Back down the rocky hill we trekked, to the bottom where an east-west cow trail meandered.  If the cows could do it, we could too.  We wound through the windswept ravine.  Rounding one turn, we shared a mutual spook with a cow and her brand-new calf.  Still wet and flopping around it its first effort to stand, the black baby and its mama needed some space.  Consolation and I gave them a wide berth and circled back to the cow trail, which led eventually to our prior path.

Whew.  Now there was no question.  It was time to backtrack.  And so we did, up and down, back through the second gate to that initial intersection.  Here, we had another choice:  Turn northwest and loop around Blackjack as planned — hoping not to take any more wrong turns — or follow the known path home, over all those slow and brutal hills.

We turned.  Why not?  We’d been out only 3.5 hours, it was a bright afternoon, and both Consolation and I were still having fun.  Besides, who in their right mind would want to backtrack across those nasty hills?

Not that I expected the remainder of the Blackjack loop to be easy.  It was, as I expected, long and rocky and home to plenty of long climbs and descents.  I dismounted and ran beside Consolation down the long hills, a practice she seems to enjoy and for which I want to personally be in shape when the ride season arrives. 

Eventually, we met up with the familiar powerlines and followed them most of the way back, though we retained a sufficient sense of adventure to explore a few more cow trails that crossed the familiar area we normally ride.  Might as well!  A fresh bit of scenery never hurts, and this is the time to do it, before the weather gets hot and the rattlesnakes come out.

Garmin called it a wrap at 26.24 miles in 5:32.  Figuring in the 10% error for hilly terrain, I reckon we actually logged close on 30 miles.  A week of work, done in one fell swoop — and good thing, because our first week of daylight savings time is supposed to be washed with wind and rain.

This morning, Consolation is bright-eyed and frisky.  Her legs are tight and cool, her appetite strong, and her water tub much emptier than usual.  I gave her a bit of alfalfa for breakfast, in addition to her usual mound of grass hay.  She earned it.


Comin’ on Strong

Well.  Consolation seems to have her aerobic capacity back. 

I took her out on the road yesterday, figuring on spending a couple hours covering 12 miles.  Her Majesty had other ideas.  She offered speed, and I took her up on it.  We cantered up all the hills (for what they were worth — total elevation gain was only about 650 feet), trotted down them (I’ve taken to doing a lot of running alongside her for this), and hand-galloped some level stretches.  We lost one hoofboot to a torn gaiter (oops) and backtracked to recover it (hooray!)

(Dirty, but pretty anyway.)

She switched her tail as sweat trickled down her legs, pointed her nose into the wind and asked to go faster.  (No thanks, Lady, this is fast enough.)  I pulled her up now and then, made her walk or jog a few hundred feet, and 14 miles later she was still full of blood and air.  I handwalked her the last quarter mile, watching her P&R drop like a stone down a well. 

Equine fitness is truely fascinating, is it not?

Today, we’ll go much slower.  We’re going to meet up with Karen Bumgarner just across the Oregon border and try to find our way from Adrian to the Owyhee River.  I think the whole trip will be 25 miles or so.  Eat your breakfast, Lady!

**Task instructions:**
Rewrite the trail ride account starting at "Garmin called it" and ending at "wind and rain.", changing "one fell swoop" to "a single outing".

**Data:**
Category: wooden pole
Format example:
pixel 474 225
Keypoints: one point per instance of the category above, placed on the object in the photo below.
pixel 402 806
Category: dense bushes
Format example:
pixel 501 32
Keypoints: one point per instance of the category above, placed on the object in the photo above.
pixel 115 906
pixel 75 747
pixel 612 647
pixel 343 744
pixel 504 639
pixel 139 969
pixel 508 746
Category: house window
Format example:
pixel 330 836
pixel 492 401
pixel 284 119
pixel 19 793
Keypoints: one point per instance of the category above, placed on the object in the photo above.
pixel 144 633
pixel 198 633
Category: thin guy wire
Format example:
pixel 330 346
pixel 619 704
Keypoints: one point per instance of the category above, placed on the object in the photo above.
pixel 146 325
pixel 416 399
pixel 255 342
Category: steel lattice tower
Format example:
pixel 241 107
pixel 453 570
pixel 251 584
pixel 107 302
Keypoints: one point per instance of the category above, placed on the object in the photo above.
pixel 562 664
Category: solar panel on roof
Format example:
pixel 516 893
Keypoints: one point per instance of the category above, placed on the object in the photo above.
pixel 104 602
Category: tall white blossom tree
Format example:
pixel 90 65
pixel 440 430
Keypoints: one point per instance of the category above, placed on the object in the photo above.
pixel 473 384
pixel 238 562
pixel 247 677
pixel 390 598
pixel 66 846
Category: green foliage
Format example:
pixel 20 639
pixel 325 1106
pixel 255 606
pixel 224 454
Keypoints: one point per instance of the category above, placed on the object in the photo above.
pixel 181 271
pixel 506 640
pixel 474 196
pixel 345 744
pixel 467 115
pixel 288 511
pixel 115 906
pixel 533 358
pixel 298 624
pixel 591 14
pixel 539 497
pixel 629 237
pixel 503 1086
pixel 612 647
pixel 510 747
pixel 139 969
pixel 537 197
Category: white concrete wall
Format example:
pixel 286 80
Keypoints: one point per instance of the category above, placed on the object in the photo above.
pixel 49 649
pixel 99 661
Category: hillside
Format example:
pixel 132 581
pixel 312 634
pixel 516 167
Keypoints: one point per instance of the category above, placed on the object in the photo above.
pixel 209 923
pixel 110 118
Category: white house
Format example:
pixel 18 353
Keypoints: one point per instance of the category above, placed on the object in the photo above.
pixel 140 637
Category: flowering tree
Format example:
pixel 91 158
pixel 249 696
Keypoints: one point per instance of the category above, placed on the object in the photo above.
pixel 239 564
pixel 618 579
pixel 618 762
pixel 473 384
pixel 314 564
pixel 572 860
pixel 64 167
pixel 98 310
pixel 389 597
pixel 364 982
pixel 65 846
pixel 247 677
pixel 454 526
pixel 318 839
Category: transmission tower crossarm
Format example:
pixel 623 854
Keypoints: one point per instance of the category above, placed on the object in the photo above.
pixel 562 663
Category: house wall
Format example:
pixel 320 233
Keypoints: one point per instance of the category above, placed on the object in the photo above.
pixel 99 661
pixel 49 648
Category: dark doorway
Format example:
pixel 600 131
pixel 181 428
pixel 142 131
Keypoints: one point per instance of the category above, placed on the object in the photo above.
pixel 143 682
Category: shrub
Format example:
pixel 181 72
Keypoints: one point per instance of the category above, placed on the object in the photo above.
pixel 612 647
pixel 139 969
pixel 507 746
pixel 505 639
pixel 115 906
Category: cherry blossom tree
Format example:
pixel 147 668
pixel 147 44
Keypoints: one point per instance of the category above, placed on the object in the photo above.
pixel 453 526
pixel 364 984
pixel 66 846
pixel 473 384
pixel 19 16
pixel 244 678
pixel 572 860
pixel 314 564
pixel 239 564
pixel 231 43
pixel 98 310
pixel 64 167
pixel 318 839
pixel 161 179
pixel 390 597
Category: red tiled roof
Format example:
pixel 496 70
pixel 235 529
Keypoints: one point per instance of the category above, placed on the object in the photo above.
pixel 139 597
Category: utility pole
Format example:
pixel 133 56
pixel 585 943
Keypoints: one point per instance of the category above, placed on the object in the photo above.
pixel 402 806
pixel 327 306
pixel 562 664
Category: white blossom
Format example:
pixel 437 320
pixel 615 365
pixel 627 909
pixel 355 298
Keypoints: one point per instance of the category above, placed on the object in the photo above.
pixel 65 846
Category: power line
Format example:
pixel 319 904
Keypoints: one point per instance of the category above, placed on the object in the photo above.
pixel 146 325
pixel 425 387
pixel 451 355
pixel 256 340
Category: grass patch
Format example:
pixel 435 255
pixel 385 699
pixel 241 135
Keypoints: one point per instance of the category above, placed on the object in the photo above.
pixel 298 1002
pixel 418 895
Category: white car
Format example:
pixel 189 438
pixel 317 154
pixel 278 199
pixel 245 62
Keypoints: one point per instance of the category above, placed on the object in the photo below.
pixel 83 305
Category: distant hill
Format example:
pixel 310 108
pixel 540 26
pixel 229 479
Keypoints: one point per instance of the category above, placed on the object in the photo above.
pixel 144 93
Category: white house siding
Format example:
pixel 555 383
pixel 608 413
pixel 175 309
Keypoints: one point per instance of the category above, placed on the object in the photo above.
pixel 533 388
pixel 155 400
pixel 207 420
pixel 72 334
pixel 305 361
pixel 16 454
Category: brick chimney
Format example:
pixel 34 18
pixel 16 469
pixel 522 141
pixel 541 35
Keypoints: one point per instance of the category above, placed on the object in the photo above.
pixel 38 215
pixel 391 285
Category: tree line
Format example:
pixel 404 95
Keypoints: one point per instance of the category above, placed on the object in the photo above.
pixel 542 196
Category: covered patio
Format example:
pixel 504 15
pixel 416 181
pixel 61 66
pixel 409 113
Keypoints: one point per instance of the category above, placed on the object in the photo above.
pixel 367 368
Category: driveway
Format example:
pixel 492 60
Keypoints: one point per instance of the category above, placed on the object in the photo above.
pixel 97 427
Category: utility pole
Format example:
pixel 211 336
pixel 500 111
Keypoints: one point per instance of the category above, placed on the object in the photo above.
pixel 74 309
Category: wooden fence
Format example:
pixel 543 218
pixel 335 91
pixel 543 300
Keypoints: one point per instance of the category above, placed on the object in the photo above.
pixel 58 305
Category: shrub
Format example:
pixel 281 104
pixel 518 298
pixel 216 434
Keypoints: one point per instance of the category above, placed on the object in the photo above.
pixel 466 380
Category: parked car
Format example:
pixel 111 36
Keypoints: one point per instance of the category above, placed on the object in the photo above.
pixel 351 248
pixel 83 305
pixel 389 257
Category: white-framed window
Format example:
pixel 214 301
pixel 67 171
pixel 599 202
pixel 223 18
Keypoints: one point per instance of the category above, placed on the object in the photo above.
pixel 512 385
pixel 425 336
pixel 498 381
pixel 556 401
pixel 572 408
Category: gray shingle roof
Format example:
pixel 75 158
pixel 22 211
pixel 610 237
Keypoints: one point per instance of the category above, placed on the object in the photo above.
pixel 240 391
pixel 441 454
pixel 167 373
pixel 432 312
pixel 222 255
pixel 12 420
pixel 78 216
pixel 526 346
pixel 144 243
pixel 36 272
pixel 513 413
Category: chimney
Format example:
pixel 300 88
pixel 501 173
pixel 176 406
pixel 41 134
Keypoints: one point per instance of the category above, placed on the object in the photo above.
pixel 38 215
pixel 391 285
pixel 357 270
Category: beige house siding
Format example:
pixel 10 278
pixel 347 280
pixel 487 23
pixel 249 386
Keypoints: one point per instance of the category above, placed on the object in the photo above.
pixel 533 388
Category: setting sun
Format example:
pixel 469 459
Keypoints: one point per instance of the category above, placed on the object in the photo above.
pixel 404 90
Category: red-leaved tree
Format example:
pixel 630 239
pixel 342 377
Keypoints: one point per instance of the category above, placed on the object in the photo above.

**Result of the task:**
Garmin called it a wrap at 26.24 miles in 5:32.  Figuring in the 10% error for hilly terrain, I reckon we actually logged close on 30 miles.  A week of work, done in a single outing — and good thing, because our first week of daylight savings time is supposed to be washed with wind and rain.